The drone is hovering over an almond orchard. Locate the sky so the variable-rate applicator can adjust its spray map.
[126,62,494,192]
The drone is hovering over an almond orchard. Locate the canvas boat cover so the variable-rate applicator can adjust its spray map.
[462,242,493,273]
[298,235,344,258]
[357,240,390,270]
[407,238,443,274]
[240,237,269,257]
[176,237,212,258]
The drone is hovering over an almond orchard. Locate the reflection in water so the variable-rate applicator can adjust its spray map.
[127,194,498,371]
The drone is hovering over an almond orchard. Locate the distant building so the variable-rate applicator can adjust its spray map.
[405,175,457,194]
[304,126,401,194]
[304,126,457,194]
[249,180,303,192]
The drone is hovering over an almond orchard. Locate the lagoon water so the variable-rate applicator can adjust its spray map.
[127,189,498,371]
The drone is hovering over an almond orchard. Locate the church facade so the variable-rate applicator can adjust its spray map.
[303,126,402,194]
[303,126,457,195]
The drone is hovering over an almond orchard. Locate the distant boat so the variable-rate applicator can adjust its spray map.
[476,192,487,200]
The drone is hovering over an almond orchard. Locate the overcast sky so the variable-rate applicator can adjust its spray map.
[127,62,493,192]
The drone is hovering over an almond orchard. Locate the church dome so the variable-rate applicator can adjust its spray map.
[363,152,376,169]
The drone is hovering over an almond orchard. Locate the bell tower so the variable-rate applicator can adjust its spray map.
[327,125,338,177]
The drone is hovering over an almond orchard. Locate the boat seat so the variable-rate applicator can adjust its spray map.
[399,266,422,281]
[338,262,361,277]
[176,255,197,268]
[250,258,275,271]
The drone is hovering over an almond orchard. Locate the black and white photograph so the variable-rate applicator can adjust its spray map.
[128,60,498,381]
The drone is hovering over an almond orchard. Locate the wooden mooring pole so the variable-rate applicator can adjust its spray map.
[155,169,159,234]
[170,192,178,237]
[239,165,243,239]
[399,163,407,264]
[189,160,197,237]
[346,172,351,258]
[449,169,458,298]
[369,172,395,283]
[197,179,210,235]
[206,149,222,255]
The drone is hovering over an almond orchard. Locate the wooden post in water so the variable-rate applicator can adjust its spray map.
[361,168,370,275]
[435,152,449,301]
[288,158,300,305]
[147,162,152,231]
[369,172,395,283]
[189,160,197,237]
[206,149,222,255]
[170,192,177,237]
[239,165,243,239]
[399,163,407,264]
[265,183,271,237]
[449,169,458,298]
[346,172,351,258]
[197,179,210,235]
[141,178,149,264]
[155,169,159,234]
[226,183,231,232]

------------------------

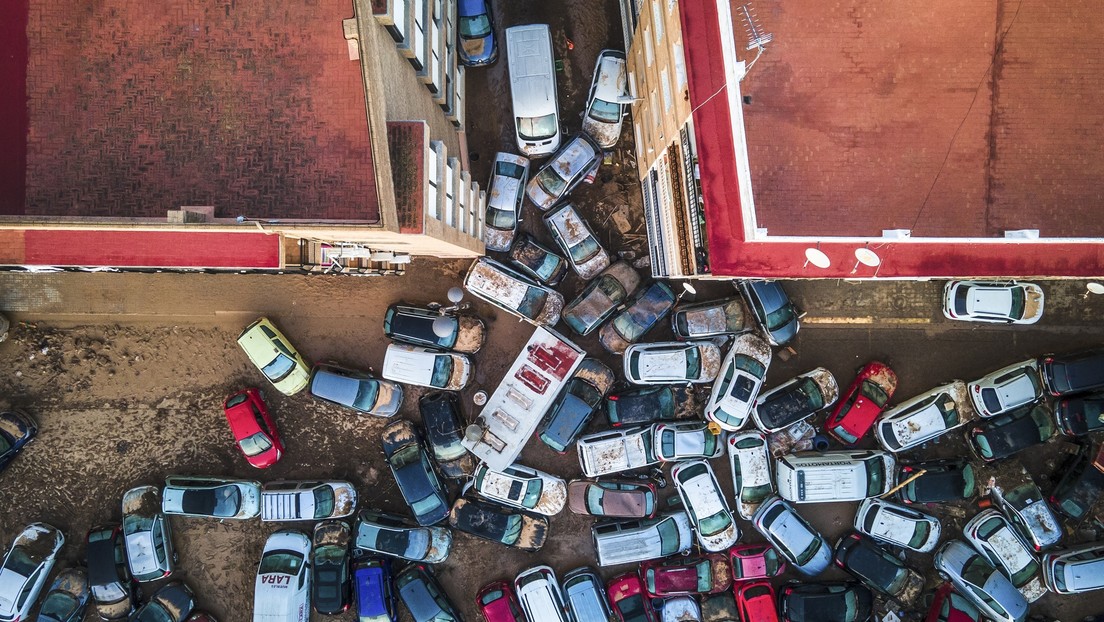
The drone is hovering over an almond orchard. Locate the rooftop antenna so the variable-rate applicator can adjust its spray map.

------------------------

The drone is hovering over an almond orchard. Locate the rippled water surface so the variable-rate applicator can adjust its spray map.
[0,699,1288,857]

------------------------

**Directions**
Please rewrite the records from the line with "The drone is hovering over an almond orchard. Locate the rippled" through the line with "[0,699,1288,857]", swapping "rippled" for "choppy" and leaving everything else as it is.

**Complete response**
The drone is hovering over an almond orchard. Locate the choppy water surface so the variable-rate applicator can adjust its spray map.
[0,699,1288,857]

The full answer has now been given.